• Arbeitsauftrag A: Sammle aus den Einträgen unten jede Zeile, die das Wort „flower“ enthält.

• Vorliegender Text:
—————

Ein Offenbarungseid
Disclaimer: Dieser Artikel hat nichts mit kochen, trinken, schneiden, fliegen, oder anderen schönen Dingen zu tun. Es ist ein klassischer Rant, der am besten in pöbelesquer Stimmung genossen werden sollte.
Ich habe lange darüber nachgedacht, ob ich diesen Artikel schreiben soll. Da diese Zeile existiert ist es nun aber offenbar so, dass ich es schlussendlich tat. Und da sind wir auch schon beim Leitmotiv angekommen: die falsche Verwendung des Wortes offenbar durch deutschsprachige Medien. So wie oben gesehen ist es recht; ein Sachverhalt ist für jedermann leicht zu verstehen und erschließt sich auf den ersten Blick. Eigentlich nicht schwer, ist das Wort doch eigentlich ab Werk selbsterklärend – möchte man meinen.
Werfen wir mal einen Blick auf deutschsprachige „Nachrichtenportale“, allesamt stramm auf Qualität genordet und in ihrer Relevanz und Seriosität unübertrefflich. In den hohen Sphären des Journalismus ist es wohl nicht gerade en vogue bei unklaren Datenlagen, Spekulationen, oder schlichten Falschmeldungen diese klar als solche zu kennzeichnen. Daher wird hier vermehrt jener Kunstgriff angewandt, welchen ich so sehr anprangere: offenbar ist neuerdings die seriöse Form von womöglich. Es wäre kein gescheiter Rant, wenn ich nicht auch Beispiele hätte, die meinen Standpunkt untermauern:
1. SpOn
Fangen wir mal im wohl spekulativsten Ressort der Redaktion an: der Sportredaktion. Hier erfahren wir im Fußball-Transfergerüchte-Ticker am 29.05.2013 um 12:37 Uhr: „Fenerbahce Istanbul muss sich offenbar auf die Suche nach einem neuen Trainer machen.“ Der geneigte Leser nimmt also an: „Hier hat ein Trainer seine Kündigung fristgerecht eingereicht und offiziell sein ausscheiden aus dem Verein bekanntgegeben.“ Zwei Sätze später allerdings folgt die Enttäuschung und der Beleg für diesen Text: „Eine offizielle Bestätigung des Vereins steht noch aus. Für Kocaman ist es nicht der erste Rücktritt bei „Fener“. Der 48-Jährige hatte sein Amt in den vergangenen Spielzeiten bereits zweimal aufgegeben, entschied sich mit einigem Abstand dann aber doch zum Weitermachen.“
Das in einem Transfergerüchte-Ticker 4 weitere Mal das Wort offenbar in ähnlich spekulativem Kontext verwendet wird spricht entweder für einen sehr feinen Sinn für Ironie der Redakteure, oder eine sehr unterdurchschnittliche Kenntnis der deutschen Sprache.

—————

(Zeigeeinträge zu benannten Objekten)

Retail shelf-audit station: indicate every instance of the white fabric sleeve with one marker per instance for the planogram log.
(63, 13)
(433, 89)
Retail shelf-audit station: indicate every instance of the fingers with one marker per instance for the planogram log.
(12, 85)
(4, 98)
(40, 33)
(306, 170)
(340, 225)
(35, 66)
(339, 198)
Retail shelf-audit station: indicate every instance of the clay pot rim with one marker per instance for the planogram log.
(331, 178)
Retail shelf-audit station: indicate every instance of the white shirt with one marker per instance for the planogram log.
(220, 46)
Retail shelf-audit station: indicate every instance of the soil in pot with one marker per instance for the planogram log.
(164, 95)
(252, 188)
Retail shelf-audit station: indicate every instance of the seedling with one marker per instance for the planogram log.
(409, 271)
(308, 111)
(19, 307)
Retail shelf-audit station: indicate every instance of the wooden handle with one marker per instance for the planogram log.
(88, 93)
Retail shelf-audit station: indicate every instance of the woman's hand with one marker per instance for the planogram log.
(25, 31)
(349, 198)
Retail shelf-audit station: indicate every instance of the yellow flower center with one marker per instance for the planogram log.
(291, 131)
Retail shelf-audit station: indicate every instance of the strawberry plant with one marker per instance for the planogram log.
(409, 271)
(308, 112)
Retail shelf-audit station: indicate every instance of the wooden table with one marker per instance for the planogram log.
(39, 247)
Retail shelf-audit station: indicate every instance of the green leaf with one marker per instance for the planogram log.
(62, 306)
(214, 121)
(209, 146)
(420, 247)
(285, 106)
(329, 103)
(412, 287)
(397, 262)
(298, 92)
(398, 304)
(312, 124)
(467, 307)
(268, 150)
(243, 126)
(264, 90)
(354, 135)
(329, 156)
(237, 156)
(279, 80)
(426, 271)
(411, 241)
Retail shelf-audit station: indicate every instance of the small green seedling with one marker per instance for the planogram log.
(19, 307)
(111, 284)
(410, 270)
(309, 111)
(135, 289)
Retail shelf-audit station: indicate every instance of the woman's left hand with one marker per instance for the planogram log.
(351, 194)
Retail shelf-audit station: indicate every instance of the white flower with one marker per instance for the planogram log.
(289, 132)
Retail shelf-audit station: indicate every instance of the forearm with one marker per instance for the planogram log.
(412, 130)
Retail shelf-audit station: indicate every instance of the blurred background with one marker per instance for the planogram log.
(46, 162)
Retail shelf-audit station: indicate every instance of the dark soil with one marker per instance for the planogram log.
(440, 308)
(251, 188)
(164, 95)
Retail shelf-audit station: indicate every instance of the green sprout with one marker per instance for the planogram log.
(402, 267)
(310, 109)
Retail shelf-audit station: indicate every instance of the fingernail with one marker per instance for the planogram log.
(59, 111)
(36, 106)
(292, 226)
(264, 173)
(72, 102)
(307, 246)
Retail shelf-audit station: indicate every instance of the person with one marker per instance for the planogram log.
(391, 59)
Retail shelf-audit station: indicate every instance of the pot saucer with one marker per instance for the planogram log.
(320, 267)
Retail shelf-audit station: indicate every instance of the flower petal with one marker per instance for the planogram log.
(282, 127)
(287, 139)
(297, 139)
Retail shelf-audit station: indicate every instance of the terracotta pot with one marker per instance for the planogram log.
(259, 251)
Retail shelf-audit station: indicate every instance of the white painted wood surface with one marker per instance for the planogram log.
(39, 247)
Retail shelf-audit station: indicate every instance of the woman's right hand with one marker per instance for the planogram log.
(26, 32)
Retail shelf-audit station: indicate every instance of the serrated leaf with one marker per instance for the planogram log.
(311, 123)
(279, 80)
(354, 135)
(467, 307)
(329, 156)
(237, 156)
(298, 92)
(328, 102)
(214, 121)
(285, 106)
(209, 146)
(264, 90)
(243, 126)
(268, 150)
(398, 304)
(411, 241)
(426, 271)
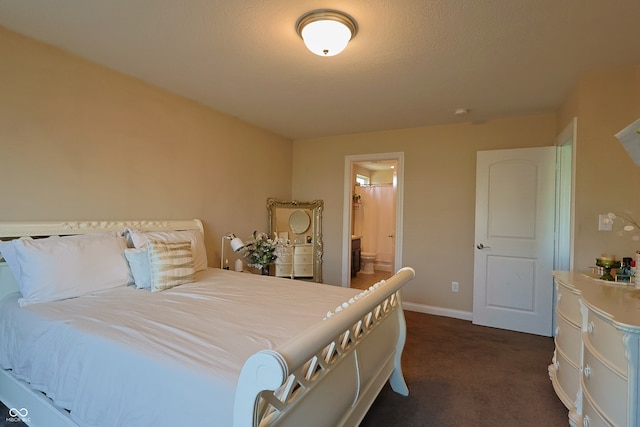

—————

• Arbeitsauftrag B: Schreibe den Text über den Gebrauch des Wortes „offenbar“ in deutschsprachigen Medien im Anschluss an seinen letzten Satz weiter.

• Ergebnis der Übung A:
Retail shelf-audit station: indicate every instance of the yellow flower center with one marker per instance for the planogram log.
Retail shelf-audit station: indicate every instance of the white flower with one marker per instance for the planogram log.
Retail shelf-audit station: indicate every instance of the flower petal with one marker per instance for the planogram log.

• Ergebnis der Übung B:
Weiter gehts im Ressort Wirtschaft:
„Krise der Euro-Zone: EZB-Chef nährt Hoffnung auf Ende der Rezession“ In der Einleitung dieses Artikels heißt es dann: „Noch hat die Rezession die Euro-Zone fest im Griff – doch Mario Draghi prophezeit Besserung. Der Chef der Europäischen Zentralbank sieht Anzeichen für eine langsame Erholung ab Jahresende. Einen wirklichen Aufschwung erwartet offenbar aber auch er nicht.“ Was erwartet man also? Vielleicht äußerte Draghi in einem Interview Bedenken, dass die Wirtschaftsleitung der Eurozone 2014 wachsen wird? Oder der SpOn-Redakteur hat Einblicke in das Tagebuch des EZB-Chefs? Nichts dergleichen! Mario Draghi hat nur in Shanghai in einem Nebensatz dazu gemahnt trotz niedrigem Leitzins weitere Reformen voranzutreiben.
Und nun zum Flaggschiff des Sturmgeschützes der Demokratie: der Politik!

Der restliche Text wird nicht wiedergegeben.